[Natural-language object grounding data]
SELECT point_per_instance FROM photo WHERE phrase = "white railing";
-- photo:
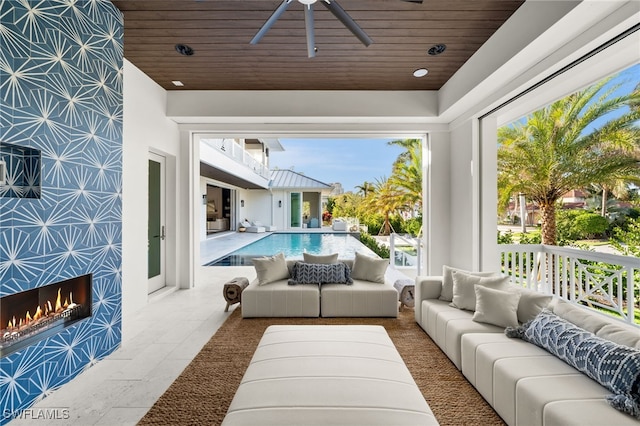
(255, 165)
(406, 252)
(602, 281)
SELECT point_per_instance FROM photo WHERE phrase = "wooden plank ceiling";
(219, 32)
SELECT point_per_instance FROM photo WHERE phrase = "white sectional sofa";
(524, 383)
(371, 294)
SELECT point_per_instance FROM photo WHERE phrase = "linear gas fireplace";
(32, 315)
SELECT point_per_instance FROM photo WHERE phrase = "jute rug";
(204, 390)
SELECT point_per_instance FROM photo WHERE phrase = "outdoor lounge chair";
(268, 228)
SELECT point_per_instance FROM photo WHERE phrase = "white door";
(157, 227)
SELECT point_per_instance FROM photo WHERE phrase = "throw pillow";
(314, 258)
(446, 293)
(464, 295)
(270, 269)
(531, 303)
(369, 269)
(614, 366)
(579, 316)
(320, 273)
(497, 307)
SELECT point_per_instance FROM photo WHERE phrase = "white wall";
(257, 206)
(438, 225)
(462, 195)
(145, 128)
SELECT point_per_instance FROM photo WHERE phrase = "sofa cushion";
(579, 316)
(497, 307)
(369, 269)
(628, 336)
(270, 269)
(447, 280)
(614, 366)
(362, 299)
(320, 273)
(464, 295)
(317, 258)
(531, 303)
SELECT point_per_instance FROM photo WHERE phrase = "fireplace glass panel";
(32, 315)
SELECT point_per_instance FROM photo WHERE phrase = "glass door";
(296, 210)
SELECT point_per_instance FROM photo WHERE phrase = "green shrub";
(505, 238)
(580, 225)
(534, 237)
(371, 242)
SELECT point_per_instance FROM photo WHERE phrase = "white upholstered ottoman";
(328, 375)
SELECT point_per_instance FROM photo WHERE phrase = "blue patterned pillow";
(319, 273)
(614, 366)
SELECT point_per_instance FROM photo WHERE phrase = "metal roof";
(281, 179)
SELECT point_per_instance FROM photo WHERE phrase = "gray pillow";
(270, 269)
(320, 273)
(446, 293)
(317, 258)
(464, 295)
(614, 366)
(496, 307)
(369, 269)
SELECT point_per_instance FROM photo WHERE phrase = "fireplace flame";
(58, 304)
(38, 314)
(42, 312)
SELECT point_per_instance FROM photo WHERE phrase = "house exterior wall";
(71, 110)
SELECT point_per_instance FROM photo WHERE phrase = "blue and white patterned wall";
(61, 93)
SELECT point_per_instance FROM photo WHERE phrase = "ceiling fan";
(333, 7)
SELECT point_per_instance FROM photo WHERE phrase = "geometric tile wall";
(61, 72)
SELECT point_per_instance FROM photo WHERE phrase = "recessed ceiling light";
(420, 72)
(183, 49)
(437, 49)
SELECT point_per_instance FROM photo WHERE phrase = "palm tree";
(386, 199)
(558, 149)
(407, 172)
(365, 189)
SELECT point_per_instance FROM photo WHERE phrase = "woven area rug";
(204, 390)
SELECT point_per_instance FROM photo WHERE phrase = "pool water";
(293, 245)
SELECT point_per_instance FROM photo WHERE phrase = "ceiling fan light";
(420, 72)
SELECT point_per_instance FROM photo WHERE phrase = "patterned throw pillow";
(614, 366)
(320, 273)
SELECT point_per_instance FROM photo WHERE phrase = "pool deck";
(218, 245)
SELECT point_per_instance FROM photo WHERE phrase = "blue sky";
(348, 161)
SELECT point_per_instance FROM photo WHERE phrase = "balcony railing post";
(392, 249)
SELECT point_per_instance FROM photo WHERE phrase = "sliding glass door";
(296, 210)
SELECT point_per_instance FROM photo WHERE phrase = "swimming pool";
(293, 245)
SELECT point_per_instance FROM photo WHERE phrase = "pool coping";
(218, 246)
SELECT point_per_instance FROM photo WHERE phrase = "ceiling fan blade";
(272, 20)
(309, 27)
(347, 21)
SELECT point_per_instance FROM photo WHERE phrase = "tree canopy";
(561, 147)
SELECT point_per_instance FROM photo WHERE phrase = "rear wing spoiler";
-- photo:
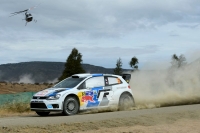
(126, 77)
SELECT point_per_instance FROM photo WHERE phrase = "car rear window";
(69, 82)
(112, 80)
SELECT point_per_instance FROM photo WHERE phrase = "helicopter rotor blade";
(31, 8)
(20, 11)
(15, 13)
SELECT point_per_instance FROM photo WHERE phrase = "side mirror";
(89, 87)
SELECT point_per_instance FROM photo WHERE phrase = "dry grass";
(8, 88)
(15, 107)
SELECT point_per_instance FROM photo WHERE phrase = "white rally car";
(82, 92)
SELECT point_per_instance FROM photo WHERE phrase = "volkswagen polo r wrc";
(82, 92)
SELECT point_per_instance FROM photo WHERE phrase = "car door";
(93, 93)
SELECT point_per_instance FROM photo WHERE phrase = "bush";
(18, 107)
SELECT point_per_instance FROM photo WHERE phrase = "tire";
(126, 101)
(70, 106)
(43, 113)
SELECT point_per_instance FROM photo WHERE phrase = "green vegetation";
(72, 65)
(17, 107)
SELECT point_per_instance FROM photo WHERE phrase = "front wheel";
(43, 113)
(126, 102)
(70, 106)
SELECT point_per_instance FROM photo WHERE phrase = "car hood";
(51, 91)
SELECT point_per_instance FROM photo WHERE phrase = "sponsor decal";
(95, 97)
(49, 106)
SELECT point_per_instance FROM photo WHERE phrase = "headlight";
(57, 96)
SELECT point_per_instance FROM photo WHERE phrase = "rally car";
(82, 92)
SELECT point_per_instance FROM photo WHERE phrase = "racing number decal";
(96, 97)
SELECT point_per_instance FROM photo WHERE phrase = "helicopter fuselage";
(29, 17)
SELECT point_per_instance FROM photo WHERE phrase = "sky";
(102, 30)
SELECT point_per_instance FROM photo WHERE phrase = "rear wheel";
(43, 113)
(126, 102)
(70, 106)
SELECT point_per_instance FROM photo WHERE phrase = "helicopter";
(28, 16)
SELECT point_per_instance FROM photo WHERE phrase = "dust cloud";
(166, 87)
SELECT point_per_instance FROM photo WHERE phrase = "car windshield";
(69, 83)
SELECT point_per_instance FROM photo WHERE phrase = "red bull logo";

EXERCISE REQUIREMENTS ▸
Please write out all of the data verbatim, with no pictures in the copy.

ANSWER SPACE ▸
SELECT point_per_instance FROM photo WHERE phrase = "white railing";
-- photo:
(255, 165)
(406, 252)
(602, 281)
SELECT point_per_instance FROM photo WHERE phrase = "wooden plank ceiling";
(219, 32)
SELECT point_per_instance FROM photo WHERE phrase = "white sectional sofa";
(524, 383)
(371, 294)
SELECT point_per_instance FROM photo WHERE phrase = "linear gas fireplace";
(32, 315)
SELECT point_per_instance FROM photo WHERE phrase = "jute rug";
(204, 390)
SELECT point_per_instance FROM photo WHERE phrase = "outdoor lounge chair";
(268, 228)
SELECT point_per_instance FROM photo WHERE phrase = "white door";
(157, 227)
SELECT point_per_instance FROM photo WHERE phrase = "throw pillow";
(314, 258)
(446, 293)
(464, 295)
(270, 269)
(531, 303)
(369, 269)
(614, 366)
(579, 316)
(320, 273)
(497, 307)
SELECT point_per_instance FROM photo WHERE phrase = "white wall";
(257, 206)
(438, 225)
(462, 195)
(145, 128)
SELECT point_per_instance FROM photo WHERE phrase = "sofa cushion";
(579, 316)
(497, 307)
(369, 269)
(628, 336)
(270, 269)
(447, 280)
(614, 366)
(362, 299)
(320, 273)
(464, 295)
(317, 258)
(531, 303)
SELECT point_per_instance FROM photo WHERE phrase = "fireplace glass panel";
(32, 315)
SELECT point_per_instance FROM photo WHERE phrase = "glass door";
(296, 210)
SELECT point_per_instance FROM photo WHERE phrase = "green shrub";
(505, 238)
(580, 225)
(534, 237)
(371, 242)
SELECT point_per_instance FROM photo WHERE phrase = "white upholstered ottoman";
(328, 375)
SELECT point_per_instance FROM photo WHERE phrase = "blue patterned pillow";
(319, 273)
(614, 366)
SELECT point_per_instance FROM photo WHERE phrase = "metal roof";
(281, 179)
SELECT point_per_instance FROM photo WHERE phrase = "gray pillow";
(270, 269)
(320, 273)
(446, 293)
(317, 258)
(464, 295)
(614, 366)
(496, 307)
(369, 269)
SELECT point_per_instance FROM photo WHERE phrase = "fireplace flame";
(58, 304)
(38, 314)
(42, 312)
SELECT point_per_instance FROM photo WHERE phrase = "house exterior wall";
(71, 110)
SELECT point_per_instance FROM photo WHERE phrase = "blue and white patterned wall";
(61, 93)
SELECT point_per_instance FROM photo WHERE phrase = "ceiling fan";
(333, 7)
SELECT point_per_instance FROM photo WHERE phrase = "geometric tile wall";
(61, 72)
SELECT point_per_instance FROM photo WHERE phrase = "recessed ceiling light";
(420, 72)
(183, 49)
(437, 49)
SELECT point_per_instance FROM photo WHERE phrase = "palm tree";
(386, 199)
(558, 149)
(407, 172)
(365, 189)
SELECT point_per_instance FROM photo WHERE phrase = "woven area rug";
(204, 390)
SELECT point_per_instance FROM photo WHERE phrase = "pool water";
(293, 245)
SELECT point_per_instance FROM photo WHERE phrase = "ceiling fan light";
(420, 72)
SELECT point_per_instance FROM photo WHERE phrase = "patterned throw pillow";
(614, 366)
(320, 273)
SELECT point_per_instance FROM photo WHERE phrase = "pool deck";
(218, 245)
SELECT point_per_instance FROM photo WHERE phrase = "blue sky";
(348, 161)
SELECT point_per_instance FROM photo WHERE phrase = "balcony railing post";
(392, 249)
SELECT point_per_instance FROM photo WHERE phrase = "sliding glass door";
(296, 210)
SELECT point_per_instance FROM photo WHERE phrase = "swimming pool";
(293, 245)
SELECT point_per_instance FROM photo WHERE phrase = "pool coping";
(218, 246)
SELECT point_per_instance FROM photo WHERE phrase = "ceiling fan blade";
(272, 20)
(309, 27)
(347, 21)
SELECT point_per_instance FROM photo WHERE phrase = "tree canopy";
(561, 147)
SELECT point_per_instance FROM photo WHERE phrase = "rear wing spoiler";
-- photo:
(126, 77)
SELECT point_per_instance FROM photo WHERE phrase = "car rear window";
(69, 82)
(112, 80)
SELECT point_per_instance FROM photo WHERE phrase = "helicopter rotor blade";
(31, 8)
(20, 11)
(15, 13)
SELECT point_per_instance FROM photo WHERE phrase = "side mirror";
(89, 87)
SELECT point_per_instance FROM photo WHERE phrase = "dry grass";
(8, 88)
(15, 107)
SELECT point_per_instance FROM photo WHERE phrase = "white rally car";
(82, 92)
SELECT point_per_instance FROM photo WHERE phrase = "volkswagen polo r wrc";
(82, 92)
SELECT point_per_instance FROM photo WHERE phrase = "car door";
(93, 93)
SELECT point_per_instance FROM photo WHERE phrase = "bush";
(18, 107)
SELECT point_per_instance FROM photo WHERE phrase = "tire";
(126, 101)
(70, 106)
(43, 113)
SELECT point_per_instance FROM photo WHERE phrase = "green vegetation";
(72, 65)
(17, 107)
SELECT point_per_instance FROM photo WHERE phrase = "front wheel";
(43, 113)
(126, 102)
(70, 106)
SELECT point_per_instance FROM photo WHERE phrase = "car hood";
(51, 91)
SELECT point_per_instance FROM photo WHERE phrase = "sponsor decal";
(95, 97)
(49, 106)
SELECT point_per_instance FROM photo WHERE phrase = "headlight";
(57, 96)
SELECT point_per_instance FROM photo WHERE phrase = "rally car";
(82, 92)
SELECT point_per_instance FROM photo WHERE phrase = "racing number decal";
(96, 97)
SELECT point_per_instance FROM photo WHERE phrase = "helicopter fuselage";
(29, 17)
SELECT point_per_instance FROM photo WHERE phrase = "sky";
(102, 30)
SELECT point_per_instance FROM photo WHERE phrase = "rear wheel";
(43, 113)
(126, 102)
(70, 106)
SELECT point_per_instance FROM photo WHERE phrase = "helicopter";
(28, 16)
SELECT point_per_instance FROM photo WHERE phrase = "dust cloud";
(166, 87)
SELECT point_per_instance FROM photo WHERE phrase = "car windshield";
(69, 83)
SELECT point_per_instance FROM photo WHERE phrase = "red bull logo";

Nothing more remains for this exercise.